**WRITTEN EXERCISE:**
Reproduce each of the lines below verbatim, but leave out the pictures.

==*==

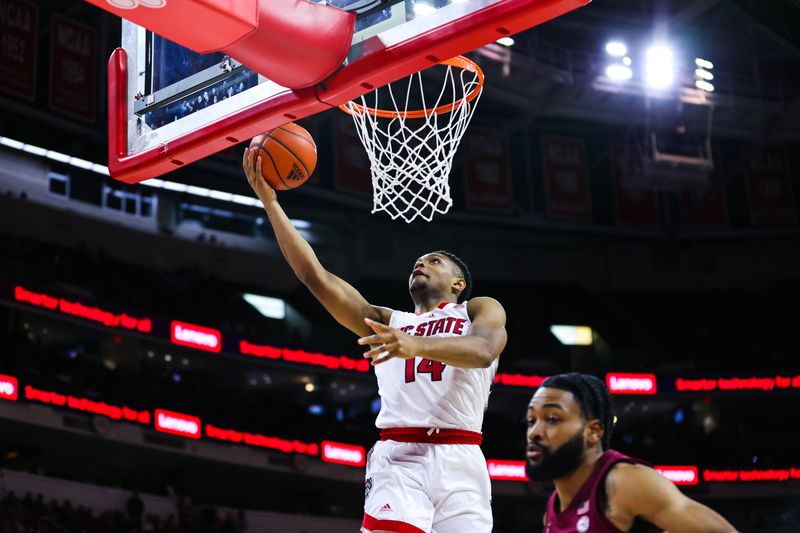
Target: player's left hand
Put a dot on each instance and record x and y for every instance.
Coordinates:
(388, 343)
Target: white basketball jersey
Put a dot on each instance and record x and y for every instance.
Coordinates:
(419, 392)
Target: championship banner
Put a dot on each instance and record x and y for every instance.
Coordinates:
(705, 205)
(769, 187)
(352, 163)
(487, 180)
(634, 200)
(73, 68)
(19, 28)
(566, 178)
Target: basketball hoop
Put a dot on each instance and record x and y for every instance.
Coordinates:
(411, 150)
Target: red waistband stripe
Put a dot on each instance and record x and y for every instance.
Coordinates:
(437, 436)
(373, 524)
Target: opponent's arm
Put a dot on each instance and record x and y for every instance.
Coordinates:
(339, 298)
(640, 491)
(477, 349)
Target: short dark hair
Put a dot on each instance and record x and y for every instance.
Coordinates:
(463, 271)
(593, 397)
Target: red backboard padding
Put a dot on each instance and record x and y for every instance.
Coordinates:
(292, 42)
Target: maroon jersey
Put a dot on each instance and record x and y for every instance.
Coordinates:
(586, 512)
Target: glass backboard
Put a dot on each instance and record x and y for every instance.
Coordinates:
(170, 106)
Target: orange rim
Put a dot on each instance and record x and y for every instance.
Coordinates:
(458, 61)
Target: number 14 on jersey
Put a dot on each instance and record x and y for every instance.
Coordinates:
(425, 366)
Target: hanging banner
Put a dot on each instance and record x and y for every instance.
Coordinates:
(705, 205)
(634, 200)
(73, 51)
(19, 27)
(566, 178)
(769, 187)
(487, 180)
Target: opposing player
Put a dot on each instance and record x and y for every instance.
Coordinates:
(434, 368)
(599, 490)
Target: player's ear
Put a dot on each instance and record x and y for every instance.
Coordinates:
(594, 431)
(459, 284)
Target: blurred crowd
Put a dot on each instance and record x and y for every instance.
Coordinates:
(31, 514)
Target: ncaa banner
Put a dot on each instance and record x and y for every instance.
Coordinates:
(19, 29)
(487, 180)
(769, 187)
(634, 200)
(73, 50)
(566, 178)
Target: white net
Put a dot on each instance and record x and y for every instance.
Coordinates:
(411, 141)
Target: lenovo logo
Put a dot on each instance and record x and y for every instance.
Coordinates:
(177, 424)
(506, 470)
(8, 387)
(343, 454)
(680, 475)
(619, 383)
(194, 336)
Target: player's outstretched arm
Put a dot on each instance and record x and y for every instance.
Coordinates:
(342, 301)
(478, 349)
(640, 491)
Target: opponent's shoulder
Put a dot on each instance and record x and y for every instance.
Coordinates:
(636, 487)
(481, 304)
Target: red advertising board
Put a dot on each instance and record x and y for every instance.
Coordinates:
(352, 163)
(566, 178)
(73, 68)
(343, 454)
(9, 387)
(505, 470)
(625, 383)
(178, 424)
(19, 28)
(769, 186)
(487, 180)
(680, 475)
(634, 199)
(194, 336)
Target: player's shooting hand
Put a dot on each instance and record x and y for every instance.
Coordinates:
(388, 343)
(252, 169)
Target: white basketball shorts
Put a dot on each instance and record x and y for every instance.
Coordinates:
(427, 488)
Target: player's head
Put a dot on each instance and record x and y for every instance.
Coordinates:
(570, 415)
(440, 272)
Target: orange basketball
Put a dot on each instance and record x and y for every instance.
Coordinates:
(288, 156)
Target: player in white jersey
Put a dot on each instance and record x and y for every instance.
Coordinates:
(434, 368)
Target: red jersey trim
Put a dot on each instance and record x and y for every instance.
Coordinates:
(373, 524)
(440, 306)
(426, 436)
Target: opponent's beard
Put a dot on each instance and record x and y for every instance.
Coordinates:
(559, 463)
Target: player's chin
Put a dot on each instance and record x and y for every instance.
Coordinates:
(417, 284)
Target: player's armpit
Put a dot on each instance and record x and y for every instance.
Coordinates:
(489, 322)
(640, 491)
(345, 303)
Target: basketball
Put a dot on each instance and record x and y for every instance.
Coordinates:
(288, 156)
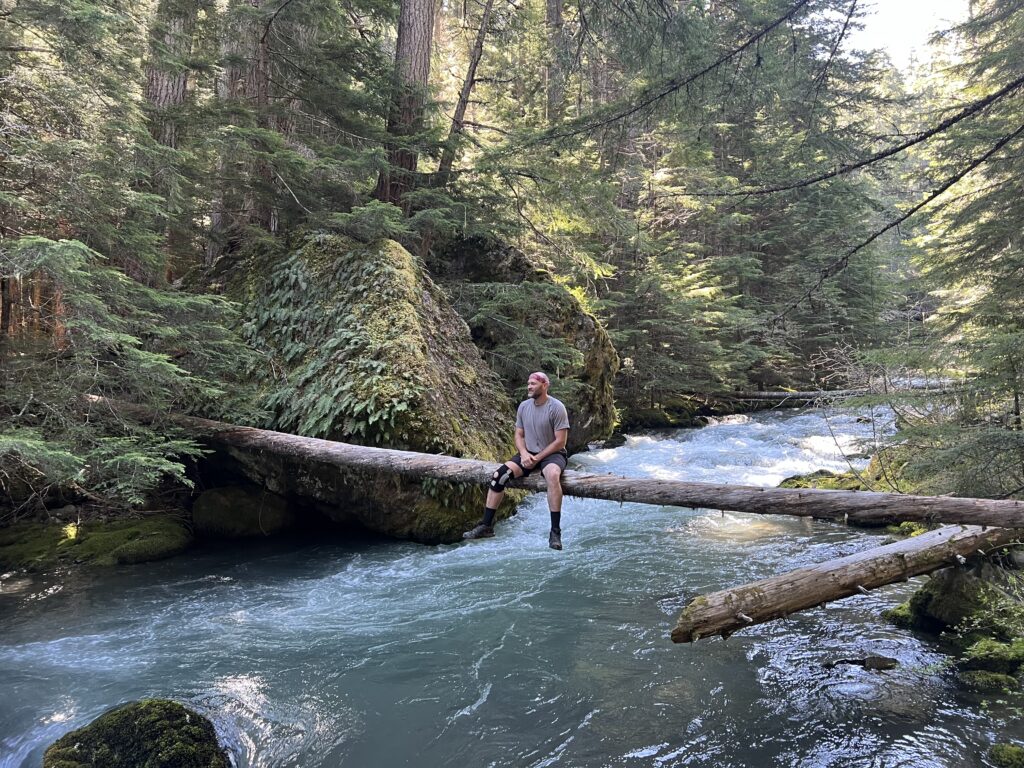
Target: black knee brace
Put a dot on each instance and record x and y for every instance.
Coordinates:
(501, 478)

==*==

**THE COMPLETED TASK:**
Target: player's left hand
Put a dot on each instance and record x and y for every instance.
Coordinates:
(388, 343)
Target: white basketball jersey
Put a dot on each instance and record x and y for every instance.
Coordinates:
(419, 392)
Target: championship banner
Put a dot on each instance and record x and y for every instance.
Coordinates:
(705, 205)
(769, 187)
(352, 163)
(487, 180)
(634, 200)
(73, 68)
(19, 28)
(566, 178)
Target: basketball hoop
Put a dot on each instance and record x and y for every instance.
Coordinates:
(411, 150)
Target: red waistband stripe
Put a dot on each instance and record x and y for every instance.
Coordinates:
(437, 436)
(373, 524)
Target: opponent's arm
Put a dot on each instance and record x and y for every instance.
Coordinates:
(339, 298)
(640, 491)
(477, 349)
Target: short dark hair
Put a dot on each instance and record x and y for every instance.
Coordinates:
(463, 271)
(593, 397)
Target: red backboard padding
Put a dot on each instance and record x and y for every instance.
Coordinates:
(292, 42)
Target: maroon jersey
Put a dot on each instance and record x and y for every instance.
Coordinates:
(586, 512)
Target: glass backboard
Put a dot on each instance and record x and y for every instance.
Coordinates:
(170, 106)
Target: orange rim
Put a dot on each instance and record x and y for every instance.
Coordinates:
(458, 61)
Target: number 14 on jersey
Put a dot on each instance and record x and y for every instance.
Coordinates:
(425, 366)
Target: hanging banner
Put a dot on each instance and record x and y for every instance.
Coordinates:
(705, 205)
(634, 200)
(73, 51)
(19, 27)
(566, 178)
(769, 187)
(487, 180)
Target: opposing player
Put a dot on each instance and record x and y for every instance.
Coordinates:
(434, 368)
(599, 490)
Target: player's ear
Put a dot on each instance and record x and y for every instance.
Coordinates:
(594, 431)
(459, 284)
Target: blurred crowd
Put a dot on each instance and record x and y for every instance.
Coordinates:
(31, 514)
Target: ncaa banner
Put a dot on each instance and record x and y for every instance.
Coordinates:
(19, 29)
(487, 180)
(769, 187)
(634, 200)
(73, 50)
(566, 178)
Target: white net
Put a dot on each instance and record x and y for every instance.
Coordinates:
(411, 141)
Target: lenovo logo
Put a dot on each instance and record x and y for every instance.
Coordinates:
(177, 424)
(506, 470)
(8, 387)
(343, 454)
(680, 475)
(619, 383)
(194, 336)
Target: player's outstretched arm
Put a dot on each instance and record x and y for every instance.
Coordinates:
(342, 301)
(478, 349)
(640, 491)
Target: opponent's shoulder
Put a dot on each instance and record x and y for every instance.
Coordinates:
(636, 487)
(481, 304)
Target: red advertising board
Put a dot on each instance and record x and y for every instance.
Coordinates:
(352, 163)
(566, 178)
(73, 68)
(343, 454)
(9, 387)
(505, 470)
(625, 383)
(178, 424)
(19, 28)
(769, 186)
(487, 180)
(680, 475)
(634, 199)
(194, 336)
Target: player's shooting hand
Put a dot on each instance and record x and y for every instance.
Coordinates:
(388, 343)
(252, 169)
Target: white basketball shorts
Put a dot on each instance and record x and y for every instance.
Coordinates:
(427, 488)
Target: player's head
Put a dot on each instance and record x and y for every instance.
Coordinates:
(570, 415)
(440, 272)
Target: orange basketball
Put a dot on each instance and record x and y for every instance.
Coordinates:
(288, 156)
Target: player in white jersey
Put a dot on each instance and record x and y for every instance.
Coordinates:
(434, 368)
Target: red jersey trim
Put a dot on each instance and record x and y for every instance.
Coordinates:
(373, 524)
(440, 306)
(426, 436)
Target: opponent's beard
Put a dot on each instance and record x and y for every instance.
Coordinates:
(559, 463)
Target: player's chin
Put a dot on each instance and record x and y for every instance.
Coordinates:
(417, 284)
Target: player's armpit
Put a dot on each instance and record x and y for every instance.
Coordinates:
(489, 322)
(640, 491)
(345, 303)
Target: basketball
Put a dot on each instance and record x and y for every instance.
Coordinates:
(288, 156)
Target: black knee brace
Put a dot on each instance and record x and y for every instance.
Coordinates:
(501, 478)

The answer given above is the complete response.